▸ **SET PROBLEM**
Continue the forum thread about the Laplace bug with Eigen::Map functor arguments, starting after its final post.

Laplace Bug when passing Eigen::Map in tuple of functor arguments
I'm trying to simplify the result here but have not been successful yet. i.e. this gives correct values. @WardBrian can you see anything here that is meaningfully different than what the compiler generates?
https://github.com/stan-dev/math/blob/e53e95b7fcdfad20e1d0e7df24333e4d5a8b5510/test/unit/math/laplace/aki_ex_test.cpp
@SteveBronder I think you misread Aki's post, the data you've hardcoded in here is what works.
The other data, like datat <- list(N=1, y=183, mu=0.5, sigmaz=2.5, run_laplace=0), causes problems
Oh I did misread it my apologies
Changing the data to
const std::vector<int> y{183};
const std::vector<double> mu{0.5};
const double sigmaz = 2.5;
does indeed lead to the test failing with an exception thrown
C++ exception with description "Error in laplace_marginal_density: theta contains NaN values for all values." thrown in the test body.
By adding some prints to the likelihood it seems the issue here is that theta is shooting off to massive values in the optimization:
[0]
[0]
[100.265]
[100.265]
[100.265]
[4.78573e+30]
[4.78573e+30]
[4.78573e+30]
Exception: Error in laplace_marginal_density: theta contains NaN values for all values.
Inside integrand, the value of theta never exceeds ~7000 it seems
If you play around with theta_0, you can find values that work (for example, { "N": 1, "y": [183], "mu": [0.5], "sigmaz": 2.5, "run_laplace": 1, "theta_0": [3] }) seems fine! Theta never gets larger than 7.5 ), but most of them shoot off into either massively positive or massively negative numbers and then you get the exception
cc @avehtari
I added print also for the log likelihood. Running with
datat <- list(N=1, y=183, mu=0.5, sigmaz=2.5, run_laplace=1)
interestingly theta does come back from e+31 range
Chain 1 [0]
Chain 1 -684.009
Chain 1 [0]
Chain 1 -684.009
Chain 1 [100.265]
Chain 1 -5.77624e+43
Chain 1 [100.265]
Chain 1 -5.77624e+43
Chain 1 [100.265]
Chain 1 -5.77624e+43
Chain 1 [-1.58456e+31]
Chain 1 -2.89975e+33
Chain 1 [-1.58456e+31]
Chain 1 -2.89975e+33
Chain 1 [-1.58456e+31]
Chain 1 -2.89975e+33
Chain 1 [1143.75]
Chain 1 -inf
Chain 1 [1143.75]
Chain 1 -inf
Chain 1 [1143.75]
Chain 1 -inf
One thing the optimization should do is that when ever the log likelihood is evaluated to be -inf or nan, the step should be halved. I'll try to have a look at the current code.

▸ **EXTRACTED INFORMATION**

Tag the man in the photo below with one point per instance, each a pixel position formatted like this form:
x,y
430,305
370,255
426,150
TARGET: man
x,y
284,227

▸ **THE REPLY**
I had a quick look at the code in laplace_marginal_density.hpp. It could be made safer by checking that every time when laplace_likelihood::log_likelihood() or laplace_likelihood::diff() are called, the return value is finite (not -inf or nan) and if a non-finite return value is encountered then the step size is halved. Now it is possible to end up with theta which has non-finite log likelihood and/or derivative.
the step should be halved.
Reading the current code, it looks like the stepsize is always 0.5 -- is that what you were referring to @avehtari?
There used to be a comment from Charles about changing this but it looks like it got deleted at some point https://github.com/stan-dev/math/blob/a23525a32aaa6652242ba45534ef80f516142e85/stan/math/mix/functor/laplace_marginal_density.hpp#L219
@avehtari @WardBrian I have a branch here showing what is happening. From the debugging log below we can see that with a mean of 0.5 the gradient for theta shoots off to 180'ish which then causes a and b for updating theta to become huge. That's an issue because in the poisson_log function we take an exponential of that value.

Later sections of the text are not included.